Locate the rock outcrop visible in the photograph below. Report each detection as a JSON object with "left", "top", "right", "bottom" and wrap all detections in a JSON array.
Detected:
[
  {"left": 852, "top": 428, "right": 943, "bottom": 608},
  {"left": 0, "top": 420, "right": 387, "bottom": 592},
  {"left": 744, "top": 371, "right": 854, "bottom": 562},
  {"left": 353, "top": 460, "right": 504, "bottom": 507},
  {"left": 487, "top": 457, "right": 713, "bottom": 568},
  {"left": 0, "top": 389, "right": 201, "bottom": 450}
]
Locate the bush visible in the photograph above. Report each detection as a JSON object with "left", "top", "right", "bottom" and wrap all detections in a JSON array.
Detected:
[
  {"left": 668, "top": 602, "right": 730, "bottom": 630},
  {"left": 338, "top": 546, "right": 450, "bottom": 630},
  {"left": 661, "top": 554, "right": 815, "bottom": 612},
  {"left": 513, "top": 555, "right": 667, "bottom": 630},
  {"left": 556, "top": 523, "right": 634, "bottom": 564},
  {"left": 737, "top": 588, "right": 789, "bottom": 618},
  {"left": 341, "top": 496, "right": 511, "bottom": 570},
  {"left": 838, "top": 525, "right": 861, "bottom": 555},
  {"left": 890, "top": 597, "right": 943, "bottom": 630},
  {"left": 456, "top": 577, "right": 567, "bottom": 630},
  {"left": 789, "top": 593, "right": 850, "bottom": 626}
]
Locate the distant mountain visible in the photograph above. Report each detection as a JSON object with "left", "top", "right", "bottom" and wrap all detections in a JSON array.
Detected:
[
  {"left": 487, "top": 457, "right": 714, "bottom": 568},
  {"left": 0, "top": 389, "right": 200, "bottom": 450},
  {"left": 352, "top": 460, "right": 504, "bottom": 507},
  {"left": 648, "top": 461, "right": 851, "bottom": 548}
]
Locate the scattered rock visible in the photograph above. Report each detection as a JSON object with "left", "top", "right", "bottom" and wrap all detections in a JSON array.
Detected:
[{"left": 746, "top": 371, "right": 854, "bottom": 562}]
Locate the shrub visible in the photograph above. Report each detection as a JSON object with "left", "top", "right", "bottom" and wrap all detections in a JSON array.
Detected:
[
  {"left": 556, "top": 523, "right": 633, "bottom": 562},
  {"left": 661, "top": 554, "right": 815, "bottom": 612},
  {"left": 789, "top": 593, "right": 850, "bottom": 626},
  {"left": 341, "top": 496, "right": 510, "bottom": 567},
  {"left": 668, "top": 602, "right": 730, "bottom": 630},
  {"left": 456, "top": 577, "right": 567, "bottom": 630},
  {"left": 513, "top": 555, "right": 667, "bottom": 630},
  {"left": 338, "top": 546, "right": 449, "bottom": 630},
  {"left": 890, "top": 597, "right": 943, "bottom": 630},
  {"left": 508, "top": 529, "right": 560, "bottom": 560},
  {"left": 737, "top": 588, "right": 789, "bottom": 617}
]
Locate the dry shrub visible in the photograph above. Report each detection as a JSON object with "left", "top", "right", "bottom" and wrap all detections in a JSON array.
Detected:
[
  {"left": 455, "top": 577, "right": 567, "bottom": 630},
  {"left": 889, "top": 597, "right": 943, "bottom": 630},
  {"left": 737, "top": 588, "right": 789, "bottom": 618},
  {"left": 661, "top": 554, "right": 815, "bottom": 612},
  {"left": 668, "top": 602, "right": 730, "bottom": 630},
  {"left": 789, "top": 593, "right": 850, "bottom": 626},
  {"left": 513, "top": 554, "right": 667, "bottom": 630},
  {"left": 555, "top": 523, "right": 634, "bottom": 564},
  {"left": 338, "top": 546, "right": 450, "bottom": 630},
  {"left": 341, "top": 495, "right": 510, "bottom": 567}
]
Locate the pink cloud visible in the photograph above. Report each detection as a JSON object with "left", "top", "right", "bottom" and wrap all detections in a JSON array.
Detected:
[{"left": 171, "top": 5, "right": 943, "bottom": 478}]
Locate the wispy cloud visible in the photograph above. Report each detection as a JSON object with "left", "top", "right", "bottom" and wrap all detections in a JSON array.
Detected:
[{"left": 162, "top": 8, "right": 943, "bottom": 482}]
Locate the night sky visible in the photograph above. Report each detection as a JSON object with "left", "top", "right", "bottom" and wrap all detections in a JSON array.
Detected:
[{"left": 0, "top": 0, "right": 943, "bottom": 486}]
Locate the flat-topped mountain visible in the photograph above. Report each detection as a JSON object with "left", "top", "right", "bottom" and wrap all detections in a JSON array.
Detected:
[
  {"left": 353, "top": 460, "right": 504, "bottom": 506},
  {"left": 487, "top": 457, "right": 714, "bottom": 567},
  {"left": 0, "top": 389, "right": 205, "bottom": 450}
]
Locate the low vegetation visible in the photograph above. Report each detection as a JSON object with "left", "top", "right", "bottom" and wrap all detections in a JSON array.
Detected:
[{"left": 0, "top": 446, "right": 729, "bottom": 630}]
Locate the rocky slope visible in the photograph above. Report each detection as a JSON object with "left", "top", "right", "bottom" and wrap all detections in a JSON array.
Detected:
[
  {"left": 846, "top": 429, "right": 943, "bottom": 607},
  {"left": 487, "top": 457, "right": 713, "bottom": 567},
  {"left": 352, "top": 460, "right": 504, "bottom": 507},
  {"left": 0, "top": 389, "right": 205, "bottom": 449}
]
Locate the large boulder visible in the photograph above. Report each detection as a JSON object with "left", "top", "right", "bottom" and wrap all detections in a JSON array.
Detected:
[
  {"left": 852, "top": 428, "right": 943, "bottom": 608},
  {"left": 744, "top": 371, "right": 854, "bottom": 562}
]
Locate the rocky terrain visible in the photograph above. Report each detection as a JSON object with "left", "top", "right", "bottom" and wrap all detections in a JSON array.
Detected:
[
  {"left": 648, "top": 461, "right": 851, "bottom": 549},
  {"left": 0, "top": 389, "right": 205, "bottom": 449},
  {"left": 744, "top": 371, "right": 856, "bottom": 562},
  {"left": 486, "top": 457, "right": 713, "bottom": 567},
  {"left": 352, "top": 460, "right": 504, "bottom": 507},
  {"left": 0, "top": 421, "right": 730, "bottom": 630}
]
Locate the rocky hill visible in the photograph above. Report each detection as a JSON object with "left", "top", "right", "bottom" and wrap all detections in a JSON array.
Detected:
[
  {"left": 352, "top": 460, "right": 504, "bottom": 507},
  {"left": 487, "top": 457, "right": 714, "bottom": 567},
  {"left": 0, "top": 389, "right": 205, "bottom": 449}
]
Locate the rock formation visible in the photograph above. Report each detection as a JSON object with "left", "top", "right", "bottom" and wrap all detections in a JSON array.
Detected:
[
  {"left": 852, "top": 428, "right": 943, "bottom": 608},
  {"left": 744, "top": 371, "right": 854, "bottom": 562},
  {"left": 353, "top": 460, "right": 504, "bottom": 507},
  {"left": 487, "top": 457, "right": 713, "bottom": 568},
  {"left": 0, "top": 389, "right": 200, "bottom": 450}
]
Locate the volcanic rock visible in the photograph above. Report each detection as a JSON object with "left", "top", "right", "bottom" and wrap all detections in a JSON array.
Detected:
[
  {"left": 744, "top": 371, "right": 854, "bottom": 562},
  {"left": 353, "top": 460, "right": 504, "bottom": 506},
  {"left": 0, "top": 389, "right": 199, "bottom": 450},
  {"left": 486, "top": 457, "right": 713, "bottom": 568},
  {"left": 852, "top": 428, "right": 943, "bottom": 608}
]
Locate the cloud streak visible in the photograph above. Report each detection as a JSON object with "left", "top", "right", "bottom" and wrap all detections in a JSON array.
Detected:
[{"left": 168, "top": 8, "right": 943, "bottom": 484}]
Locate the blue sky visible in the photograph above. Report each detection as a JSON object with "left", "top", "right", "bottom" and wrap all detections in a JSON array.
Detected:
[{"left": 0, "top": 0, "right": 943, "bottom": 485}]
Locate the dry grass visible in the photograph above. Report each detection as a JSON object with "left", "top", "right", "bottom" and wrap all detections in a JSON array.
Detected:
_____
SET EXERCISE » Pull out each line of the data above that contains the word "shrub". Case matters.

ANSWER TO THIS TASK »
Locate the shrub visible in the photograph above. Report each detection as a JSON object with "left", "top", "right", "bottom" and wrap all detections in a JSON array.
Locate the dry shrub visible in the photograph above. Report each detection as a JSON object with "left", "top", "right", "bottom" and wrap all detections in a JSON array.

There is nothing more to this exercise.